#### 課題 1:
提供文によると、食欲不振や食後の眠気、胃の中でチャポチャポ音がするといった症状がある場合には、何と呼ばれる状態になっていると考えられるか答えなさい。
#### 課題 2:
提供文のうち、「脱水や熱中症対策、健康のため」から「謝・消化機能が弱くなります。」までの部分を一字も変えずに書き出しなさい。
#### 課題 3:
提供文で「もともと脾胃(胃腸)が弱いと感じている方は」で始まる段落を、主な内容を残して箇条書きにまとめなさい。

#### 提供文:

━━━━━━━━━━━━━━━━━━━━━━━━━━━━━━

胃の中でチャポチャポ音がする

胃の中でチャポチャポ音がする

食欲不振・食後眠くなる・胃の中でチャポチャポ音がする・倦怠感などがある場合は、胃内停水(いないていすい)と呼ばれる状態になっていると考えられます。

脱水や熱中症対策、健康のために水分補給を行うことはとても大切なことでありますが、その水分が停滞することによって却って体調を崩してしまうこともありますので注意が必要です。

溜飲(胃内停水)
主に脾の運輸が悪いために胃中の水分を吸収できず、胃内に水飲が停積して胃気の和降が障害される病態である。飲証である
「第2版 中医学入門P.240(医歯薬出版株式会社)」

胃内停水の発生原因と対策

①過剰な水分の補給
夏場に汗をかかないで水分ばかり補給してしまった場合は、水分代謝が追い付かなくなり、胃内に水分が停滞します。
【対策】適度に体を動かして汗をかくようにしていきましょう。また、水分補給は一気に補わずに少しずつ補給しましょう。

②冷たい物の飲み過ぎ・食べ過ぎ
冷たい物は、胃を冷やしてしまい、脾胃の働きの低下を引き起こし、水分代謝・消化機能が弱くなります。
【対策】そうめんや冷奴、冷やし中華など冷えた食べ物を食べるときには、ネギやショウガなどの薬味をしっかり使って、一緒に取る水分は温かいものに切り替えていきましょう。

③もともと脾胃が弱い
もともと脾胃(胃腸)が弱いと感じている方は、脾胃での水分代謝も弱い傾向である場合が多く、また年齢とともにその機能は低下してきます。

━━━━━━━━━━━━━━━━━━━━━━━━━━━━━━

#### データ抜粋:
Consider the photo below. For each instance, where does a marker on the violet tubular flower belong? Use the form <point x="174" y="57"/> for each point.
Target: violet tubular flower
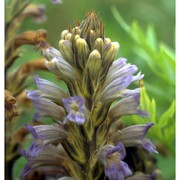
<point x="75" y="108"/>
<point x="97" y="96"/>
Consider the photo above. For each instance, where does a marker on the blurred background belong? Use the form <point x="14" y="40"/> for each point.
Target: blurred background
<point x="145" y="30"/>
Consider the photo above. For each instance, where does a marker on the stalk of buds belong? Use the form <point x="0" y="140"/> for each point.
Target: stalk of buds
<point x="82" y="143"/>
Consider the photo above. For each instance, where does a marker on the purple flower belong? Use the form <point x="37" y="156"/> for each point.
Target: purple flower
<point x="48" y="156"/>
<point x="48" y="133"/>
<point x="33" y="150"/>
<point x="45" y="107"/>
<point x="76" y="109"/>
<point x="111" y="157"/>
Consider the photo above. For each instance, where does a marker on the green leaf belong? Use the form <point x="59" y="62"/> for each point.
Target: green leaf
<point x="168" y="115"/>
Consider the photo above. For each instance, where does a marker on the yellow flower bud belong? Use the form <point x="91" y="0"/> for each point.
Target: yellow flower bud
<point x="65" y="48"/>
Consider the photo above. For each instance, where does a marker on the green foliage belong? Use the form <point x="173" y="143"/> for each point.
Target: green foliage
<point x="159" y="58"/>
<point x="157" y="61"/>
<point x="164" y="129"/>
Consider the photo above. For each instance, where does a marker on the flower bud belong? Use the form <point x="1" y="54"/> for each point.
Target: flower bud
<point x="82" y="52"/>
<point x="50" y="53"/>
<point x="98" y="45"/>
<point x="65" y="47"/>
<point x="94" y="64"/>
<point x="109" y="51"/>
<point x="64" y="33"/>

━━━━━━━━━━━━━━━━━━━━━━━━━━━━━━

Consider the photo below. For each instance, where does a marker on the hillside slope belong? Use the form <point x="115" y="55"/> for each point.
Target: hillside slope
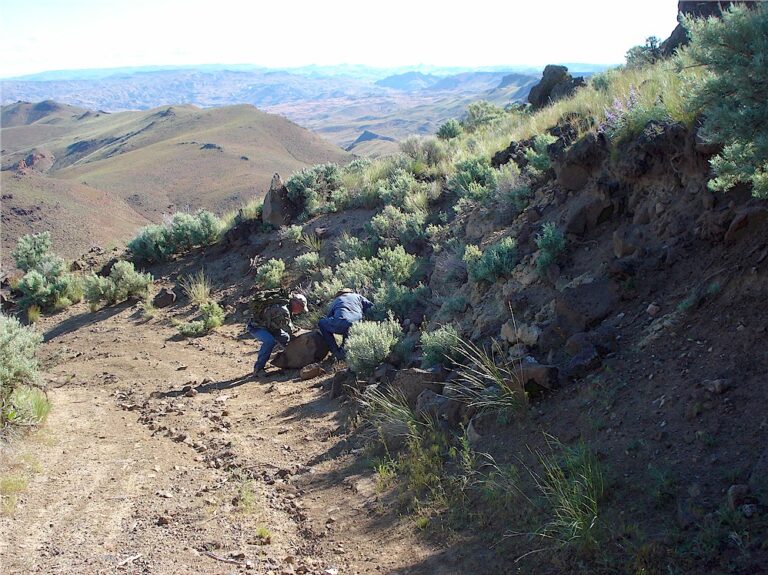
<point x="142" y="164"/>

━━━━━━━━━━━━━━━━━━━━━━━━━━━━━━

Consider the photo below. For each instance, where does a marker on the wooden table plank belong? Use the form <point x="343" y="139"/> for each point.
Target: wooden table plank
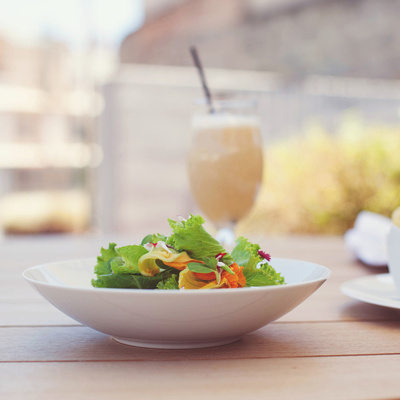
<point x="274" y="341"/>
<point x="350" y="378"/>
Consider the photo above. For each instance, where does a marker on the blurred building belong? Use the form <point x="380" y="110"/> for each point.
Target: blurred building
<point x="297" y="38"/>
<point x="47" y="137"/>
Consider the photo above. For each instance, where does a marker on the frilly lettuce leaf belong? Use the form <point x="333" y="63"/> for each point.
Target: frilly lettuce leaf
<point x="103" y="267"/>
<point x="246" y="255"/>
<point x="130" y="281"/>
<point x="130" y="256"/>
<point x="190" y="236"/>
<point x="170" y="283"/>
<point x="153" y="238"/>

━━━━━━━━━━━━━━━━━━━━━━━━━━━━━━

#### 模範解答 1:
胃内停水(いないていすい)と呼ばれる状態です。

#### 模範解答 2:
脱水や熱中症対策、健康のために水分補給を行うことはとても大切なことでありますが、その水分が停滞することによって却って体調を崩してしまうこともありますので注意が必要です。

溜飲(胃内停水)
主に脾の運輸が悪いために胃中の水分を吸収できず、胃内に水飲が停積して胃気の和降が障害される病態である。飲証である
「第2版 中医学入門P.240(医歯薬出版株式会社)」

胃内停水の発生原因と対策

①過剰な水分の補給
夏場に汗をかかないで水分ばかり補給してしまった場合は、水分代謝が追い付かなくなり、胃内に水分が停滞します。
【対策】適度に体を動かして汗をかくようにしていきましょう。また、水分補給は一気に補わずに少しずつ補給しましょう。

②冷たい物の飲み過ぎ・食べ過ぎ
冷たい物は、胃を冷やしてしまい、脾胃の働きの低下を引き起こし、水分代謝・消化機能が弱くなります。

#### 模範解答 3:
・脾胃(胃腸)が弱いと感じている人は、脾胃での水分代謝も弱い傾向である場合が多い。
・脾胃の機能は年齢とともに低下してくる。